**Texte source:**
=====

«Manu Pulite», l’opération «Mains propres», s’était attaquée, il y a quelques années en Italie, aux auteurs de malversations et aux agents de l’Etat, coupables d’accointances avec la mafia, quelle que soit sa dénomination : Sicilienne, Camorra napolitaine, Cosa Nostra, etc. Elle permit l’arrestation de centaines de personnes mais s’acheva en queue de poisson, avec la mort, dans un attentat sanglant, du juge Falcone. Le mal était, en effet, trop profond pour qu’un juge, quelle que soit sa bonne volonté, puisse en venir à bout, tout seul. Serions-nous si loin, en Mauritanie, d’une telle situation?
Trente lourdes années, entre dictature militaire, démocratie de façade et période transitoire, après moins de vingt ans de culture administrative nationale, ont façonné les esprits à ne plus faire la moindre distinction entre deniers publics et biens privés. La culture de la gabegie et du détournement a atteint des sommets, inégalés, sous le régime d’Ould Taya. Un président qui refusait, obstinément, de sanctionner les prédateurs, dont certains étaient, parfois, appelés à de très hautes fonctions. Sous son magistère et si l’on exclut un ou deux cas, isolés, nul homme de cette race de rapaces qui ont pillé l’Etat ne fut arrêté ou jugé pour les énormes crimes économiques commis. L’impunité était même devenue la norme. Durant la transition, sous les slogans «pompeux», se cachait une véritable machine à «pomper» l’argent public. Au motif qu’il fallait éponger la dette intérieure, des milliards ont été dilapidés, pour payer des dettes fictives, dont certaines dataient de plus de 20 ans. Pire, les prévaricateurs du régime précédent, dont certains restaient à portée du pouvoir, sinon incrustés dans ses rouages, ne se sentiront nullement inquiétés. Ce qu’ils ont réussi à mettre de côté passera par pertes et profits. L’Etat reste l’éternel floué, dans cette histoire. Tant il est vrai que le flou, en matière d’argent, est une seconde nature mauritanienne…
Depuis le 6 août dernier, les nouvelles autorités ont décidé de s’attaquer au problème. Une opération tape-à-l’œil, qui vise, surtout, les opposants au putsch rectificateur – rush purificateur? – selon une logique passablement sélective qui devrait convaincre les pires à applaudir à tout rompre le général et à rejoindre le camp des «purificateurs». Laissant les plus intègres à la mélancolie d’une Mauritanie saine et adulte. Logique paradoxale. Qui laisse bien mal augurer de la lessive annoncée.
On exhume donc, dans un océan de pourriture, la défunte Air Mauritanie et quelques sacs de riz avarié.

=====

**Matériel:**
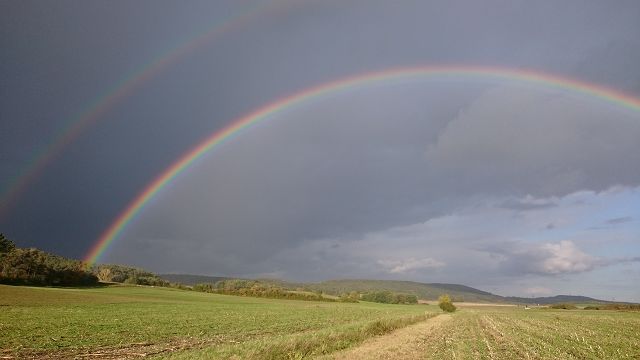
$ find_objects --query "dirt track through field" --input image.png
[323,314,451,359]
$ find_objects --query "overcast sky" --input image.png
[0,1,640,301]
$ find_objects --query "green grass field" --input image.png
[0,285,436,358]
[0,285,640,359]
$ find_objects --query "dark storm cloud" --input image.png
[606,216,633,225]
[0,1,640,296]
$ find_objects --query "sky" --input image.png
[0,0,640,302]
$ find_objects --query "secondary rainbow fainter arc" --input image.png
[84,65,640,266]
[0,1,290,219]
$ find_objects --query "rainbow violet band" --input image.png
[84,66,640,265]
[0,3,280,218]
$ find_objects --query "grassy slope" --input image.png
[0,285,436,358]
[309,280,504,302]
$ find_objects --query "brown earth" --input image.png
[321,314,451,360]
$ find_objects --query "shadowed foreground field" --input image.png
[0,285,437,359]
[0,286,640,359]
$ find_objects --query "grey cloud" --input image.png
[378,258,446,274]
[498,196,557,211]
[606,216,633,225]
[480,240,640,275]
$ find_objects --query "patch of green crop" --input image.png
[0,286,435,357]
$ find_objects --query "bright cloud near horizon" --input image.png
[0,1,640,302]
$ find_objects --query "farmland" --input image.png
[0,285,436,358]
[0,286,640,359]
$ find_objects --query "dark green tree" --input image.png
[0,233,16,253]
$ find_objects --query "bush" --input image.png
[361,291,418,304]
[438,294,456,312]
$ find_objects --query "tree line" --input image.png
[0,233,98,286]
[360,291,418,304]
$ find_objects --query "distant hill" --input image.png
[158,274,231,286]
[158,274,609,305]
[306,279,506,302]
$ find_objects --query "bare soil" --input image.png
[322,314,451,360]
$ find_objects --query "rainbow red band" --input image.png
[0,3,280,218]
[85,66,640,265]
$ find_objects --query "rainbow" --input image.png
[0,3,281,218]
[84,66,640,265]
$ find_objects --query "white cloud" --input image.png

=====

**Consigne:** Indiquez par oui ou par non si chacune des affirmations suivantes concorde avec le texte source, en citant à l'identique les mots du texte source qui tranchent. 1. L'opération «Mains propres» a pris fin avec la mort du juge Falcone. 2. Sous le régime d'Ould Taya, de nombreux pilleurs de l'État ont été arrêtés et jugés. 3. Pendant la transition, des milliards ont servi à régler des dettes fictives.

**Corrigé:**
1. Oui : «s’acheva en queue de poisson, avec la mort, dans un attentat sanglant, du juge Falcone».
2. Non : «nul homme de cette race de rapaces qui ont pillé l’Etat ne fut arrêté ou jugé pour les énormes crimes économiques commis».
3. Oui : «des milliards ont été dilapidés, pour payer des dettes fictives».